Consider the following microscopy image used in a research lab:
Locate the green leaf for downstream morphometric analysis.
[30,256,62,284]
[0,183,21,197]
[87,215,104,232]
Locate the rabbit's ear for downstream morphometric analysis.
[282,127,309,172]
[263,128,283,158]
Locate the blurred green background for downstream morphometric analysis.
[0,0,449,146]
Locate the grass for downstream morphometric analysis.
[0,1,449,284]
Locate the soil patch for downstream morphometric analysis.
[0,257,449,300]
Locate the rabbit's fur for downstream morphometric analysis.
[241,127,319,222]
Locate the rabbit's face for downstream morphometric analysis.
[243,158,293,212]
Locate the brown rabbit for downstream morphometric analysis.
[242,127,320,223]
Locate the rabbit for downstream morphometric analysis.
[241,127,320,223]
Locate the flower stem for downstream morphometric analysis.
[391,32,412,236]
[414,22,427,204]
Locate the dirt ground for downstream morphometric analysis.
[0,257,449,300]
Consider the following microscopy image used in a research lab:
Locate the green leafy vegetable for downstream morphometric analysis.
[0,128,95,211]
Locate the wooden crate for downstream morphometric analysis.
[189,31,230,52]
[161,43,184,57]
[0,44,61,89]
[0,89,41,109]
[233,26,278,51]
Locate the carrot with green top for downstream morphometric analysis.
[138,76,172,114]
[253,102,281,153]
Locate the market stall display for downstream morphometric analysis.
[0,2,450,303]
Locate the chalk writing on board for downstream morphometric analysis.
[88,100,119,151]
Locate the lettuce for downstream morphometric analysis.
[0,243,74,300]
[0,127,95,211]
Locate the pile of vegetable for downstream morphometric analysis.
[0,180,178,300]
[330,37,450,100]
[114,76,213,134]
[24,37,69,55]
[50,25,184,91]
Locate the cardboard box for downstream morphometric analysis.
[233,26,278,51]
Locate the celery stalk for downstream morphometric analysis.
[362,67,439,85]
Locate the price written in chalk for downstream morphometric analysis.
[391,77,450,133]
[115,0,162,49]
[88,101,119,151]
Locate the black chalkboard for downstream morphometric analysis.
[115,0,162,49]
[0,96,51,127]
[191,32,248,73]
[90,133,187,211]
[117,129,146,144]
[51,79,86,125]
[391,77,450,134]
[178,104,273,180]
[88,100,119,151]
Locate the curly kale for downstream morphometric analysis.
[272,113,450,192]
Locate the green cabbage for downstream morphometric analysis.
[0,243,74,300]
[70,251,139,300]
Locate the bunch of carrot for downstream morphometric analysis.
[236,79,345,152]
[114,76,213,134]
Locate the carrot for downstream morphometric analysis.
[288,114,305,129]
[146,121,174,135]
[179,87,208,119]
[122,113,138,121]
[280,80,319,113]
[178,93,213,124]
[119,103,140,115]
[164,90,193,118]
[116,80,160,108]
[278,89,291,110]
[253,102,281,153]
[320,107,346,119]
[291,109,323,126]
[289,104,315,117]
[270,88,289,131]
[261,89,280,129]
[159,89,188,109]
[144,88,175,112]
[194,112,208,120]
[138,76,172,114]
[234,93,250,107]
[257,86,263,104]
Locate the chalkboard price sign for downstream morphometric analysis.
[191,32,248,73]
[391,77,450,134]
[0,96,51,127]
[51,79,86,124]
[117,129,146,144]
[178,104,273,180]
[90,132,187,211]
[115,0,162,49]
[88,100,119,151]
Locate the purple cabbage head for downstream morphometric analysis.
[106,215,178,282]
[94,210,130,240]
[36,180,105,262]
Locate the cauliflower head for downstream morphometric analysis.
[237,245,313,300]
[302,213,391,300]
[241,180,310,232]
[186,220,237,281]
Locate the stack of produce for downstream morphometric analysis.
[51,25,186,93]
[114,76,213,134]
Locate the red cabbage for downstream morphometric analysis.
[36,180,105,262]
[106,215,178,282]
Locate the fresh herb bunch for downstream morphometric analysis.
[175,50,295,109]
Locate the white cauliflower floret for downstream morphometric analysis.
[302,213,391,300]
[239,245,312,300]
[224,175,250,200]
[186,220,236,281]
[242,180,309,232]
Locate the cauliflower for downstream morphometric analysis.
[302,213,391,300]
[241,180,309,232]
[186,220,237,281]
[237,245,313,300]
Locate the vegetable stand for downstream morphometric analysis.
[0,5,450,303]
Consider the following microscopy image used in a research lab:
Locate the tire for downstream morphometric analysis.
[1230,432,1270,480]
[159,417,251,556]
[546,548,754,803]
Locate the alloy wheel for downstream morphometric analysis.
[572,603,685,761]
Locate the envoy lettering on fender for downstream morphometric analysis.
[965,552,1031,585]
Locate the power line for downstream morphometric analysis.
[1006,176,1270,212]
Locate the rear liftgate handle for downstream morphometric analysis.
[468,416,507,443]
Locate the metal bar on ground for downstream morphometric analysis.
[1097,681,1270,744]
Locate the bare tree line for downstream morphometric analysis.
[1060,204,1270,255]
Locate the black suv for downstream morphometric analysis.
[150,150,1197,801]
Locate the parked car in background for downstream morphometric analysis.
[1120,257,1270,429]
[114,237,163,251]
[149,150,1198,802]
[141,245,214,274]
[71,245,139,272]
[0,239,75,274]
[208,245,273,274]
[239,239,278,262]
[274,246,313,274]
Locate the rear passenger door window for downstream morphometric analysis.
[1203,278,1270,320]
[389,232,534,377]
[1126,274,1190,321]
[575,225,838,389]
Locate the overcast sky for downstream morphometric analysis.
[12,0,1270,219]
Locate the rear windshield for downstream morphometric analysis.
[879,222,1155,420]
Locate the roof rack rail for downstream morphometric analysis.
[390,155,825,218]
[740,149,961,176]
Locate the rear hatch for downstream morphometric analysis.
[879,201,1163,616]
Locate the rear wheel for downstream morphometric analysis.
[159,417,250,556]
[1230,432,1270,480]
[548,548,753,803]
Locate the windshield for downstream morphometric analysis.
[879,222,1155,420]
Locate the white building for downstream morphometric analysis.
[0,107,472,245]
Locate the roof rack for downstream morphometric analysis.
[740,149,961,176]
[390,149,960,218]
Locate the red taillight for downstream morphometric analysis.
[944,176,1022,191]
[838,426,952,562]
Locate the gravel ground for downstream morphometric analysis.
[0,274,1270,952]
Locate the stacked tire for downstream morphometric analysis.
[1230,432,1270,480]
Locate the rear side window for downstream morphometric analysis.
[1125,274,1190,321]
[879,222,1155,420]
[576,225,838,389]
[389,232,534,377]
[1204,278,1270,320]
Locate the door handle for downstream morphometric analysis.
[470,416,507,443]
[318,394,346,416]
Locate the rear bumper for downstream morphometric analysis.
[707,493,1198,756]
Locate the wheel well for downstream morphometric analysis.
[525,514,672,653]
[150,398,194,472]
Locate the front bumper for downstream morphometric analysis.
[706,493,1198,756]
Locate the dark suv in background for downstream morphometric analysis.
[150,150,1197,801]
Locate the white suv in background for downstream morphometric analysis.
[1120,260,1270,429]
══════════
- **Given instruction**: Copy out the listing word for word, beginning at the line that contains "Locate the gravel" and continuing through the final line of the listing, both ends included.

- **Task result**:
Locate the gravel ground for downstream morphometric analysis.
[0,274,1270,952]
Locate the stacked tire for downstream morphometric analysis.
[1230,432,1270,480]
Locate the rear side window for downstream morphometric analysis.
[1125,274,1190,321]
[879,222,1155,420]
[576,225,838,389]
[389,232,534,377]
[1204,278,1270,320]
Locate the door handle for downstream morphometric analysis.
[470,416,507,443]
[318,394,346,416]
Locate the rear bumper for downstream morphometric analysis.
[707,493,1198,756]
Locate the wheel well for downstream morphometric analysis.
[525,514,672,653]
[150,398,194,472]
Locate the front bumper for downstream morphometric analysis.
[706,493,1198,756]
Locate the dark suv in background for downstream morphometric analysis.
[150,150,1197,801]
Locate the white suv in background for downstream morphometric analysis.
[1120,260,1270,429]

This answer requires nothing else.